__Work to be completed__: In the copy, include every entry exactly but none of the pictures.

__Material to process__:
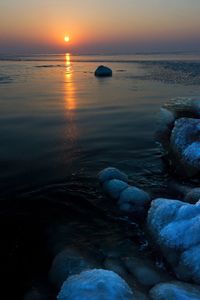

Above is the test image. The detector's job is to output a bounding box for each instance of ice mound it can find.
[57,269,136,300]
[147,198,200,284]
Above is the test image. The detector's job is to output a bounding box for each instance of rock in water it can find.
[57,269,136,300]
[49,248,97,288]
[94,66,112,77]
[148,199,200,284]
[184,188,200,204]
[118,186,151,214]
[98,167,128,184]
[103,179,129,200]
[150,281,200,300]
[170,118,200,176]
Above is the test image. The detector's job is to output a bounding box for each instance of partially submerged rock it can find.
[150,281,200,300]
[170,118,200,176]
[98,167,151,217]
[148,198,200,284]
[156,98,200,177]
[94,66,112,77]
[57,269,136,300]
[49,249,97,288]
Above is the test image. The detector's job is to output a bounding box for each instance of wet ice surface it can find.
[139,61,200,85]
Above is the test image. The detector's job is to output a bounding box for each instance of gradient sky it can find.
[0,0,200,53]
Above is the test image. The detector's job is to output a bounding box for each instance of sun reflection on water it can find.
[65,53,76,110]
[64,53,78,143]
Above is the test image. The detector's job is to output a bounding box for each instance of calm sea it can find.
[0,54,200,300]
[0,54,200,196]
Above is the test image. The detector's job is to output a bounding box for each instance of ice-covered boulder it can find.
[156,97,200,177]
[170,118,200,176]
[94,66,112,77]
[147,198,200,284]
[184,188,200,204]
[118,186,151,214]
[49,249,97,288]
[149,281,200,300]
[103,179,129,200]
[57,269,136,300]
[124,257,171,287]
[98,167,151,217]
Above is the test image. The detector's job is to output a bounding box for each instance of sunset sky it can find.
[0,0,200,53]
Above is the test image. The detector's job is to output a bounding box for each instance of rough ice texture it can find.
[150,281,200,300]
[170,118,200,176]
[156,107,176,148]
[103,179,128,199]
[57,269,136,300]
[98,167,128,183]
[147,198,200,284]
[124,257,171,287]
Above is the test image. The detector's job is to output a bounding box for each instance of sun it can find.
[64,35,70,43]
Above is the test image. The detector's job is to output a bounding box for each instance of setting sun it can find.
[64,35,70,43]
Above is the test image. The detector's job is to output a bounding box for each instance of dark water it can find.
[0,55,200,299]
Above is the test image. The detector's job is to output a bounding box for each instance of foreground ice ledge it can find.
[147,198,200,284]
[157,98,200,177]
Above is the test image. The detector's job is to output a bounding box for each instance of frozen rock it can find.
[49,249,97,287]
[104,257,127,279]
[118,186,151,214]
[170,118,200,176]
[103,179,128,199]
[184,188,200,204]
[57,269,136,300]
[147,199,200,284]
[125,257,170,286]
[98,167,128,184]
[149,281,200,300]
[94,66,112,77]
[99,168,151,217]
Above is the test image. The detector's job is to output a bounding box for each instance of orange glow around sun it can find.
[64,35,70,43]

__Task output__:
Above is the test image. The detector's job is to output a bounding box for each instance of ice mound it can find.
[57,269,136,300]
[147,198,200,284]
Above is the test image. The detector's job is to output a bounding box for each instance of rock in water it can find.
[57,269,136,300]
[49,248,97,288]
[94,66,112,77]
[148,199,200,284]
[184,188,200,204]
[118,186,151,214]
[98,167,128,184]
[103,179,129,200]
[150,281,200,300]
[170,118,200,176]
Above is the test image. The detector's job is to output a bounding box for each instance of partially submerged rock it can find.
[150,281,200,300]
[170,118,200,176]
[98,167,151,217]
[148,198,200,284]
[156,98,200,177]
[94,66,112,77]
[57,269,136,300]
[49,249,97,288]
Above is the test image. The detector's job is to output a bounding box for each instance of wet ice surface it can find.
[139,61,200,85]
Above is the test image. The detector's job is to output a bounding box for each instance of gradient sky it can find.
[0,0,200,53]
Above is the test image. The detector's job is to output a bounding box for each instance of sun reflection on water it can find.
[65,53,76,110]
[64,53,78,143]
Above is the test image. The detector's job is to output a bounding box for each instance of calm sea it can find.
[0,54,200,300]
[0,54,200,196]
Above is the test image. The detector's job is to output a bounding box for each instance of ice-covered boulder it can find.
[156,97,200,177]
[170,118,200,176]
[94,66,112,77]
[147,198,200,284]
[184,188,200,204]
[118,186,151,214]
[49,249,97,288]
[149,281,200,300]
[103,179,129,200]
[57,269,136,300]
[124,257,171,287]
[98,167,151,217]
Above is the test image. The detector's job is to output a bounding box for each instance of sunset sky it can find.
[0,0,200,53]
Above is the test image. The detector's job is to output a bounding box for each instance of rough ice texture it can find.
[150,281,200,300]
[170,118,200,176]
[156,107,176,148]
[103,179,128,199]
[57,269,136,300]
[98,167,128,183]
[147,198,200,284]
[124,257,171,287]
Above is the test image. The detector's job is to output a bounding box for each instance of sun it can find.
[64,35,70,43]
Above is the test image. The detector's job is to output a bounding box for each instance of setting sun it can find.
[64,35,70,43]
Above is the test image. The detector's job is to output a bounding box for each instance of dark water it can find.
[0,55,200,299]
Above is the test image. The detector's job is to output a bounding box for each instance of foreground ice ledge it can find.
[147,198,200,284]
[157,98,200,177]
Above is the test image. The detector's job is to output a bounding box for each instance of frozen rock it can find.
[49,249,97,287]
[104,257,127,279]
[118,186,151,214]
[170,118,200,176]
[103,179,128,199]
[184,188,200,204]
[57,269,136,300]
[147,199,200,284]
[125,257,170,286]
[98,167,128,184]
[149,281,200,300]
[94,66,112,77]
[99,168,151,217]
Above is the test image. The detector's job is to output a bounding box for each instance of orange glow around sun it can find.
[64,35,70,43]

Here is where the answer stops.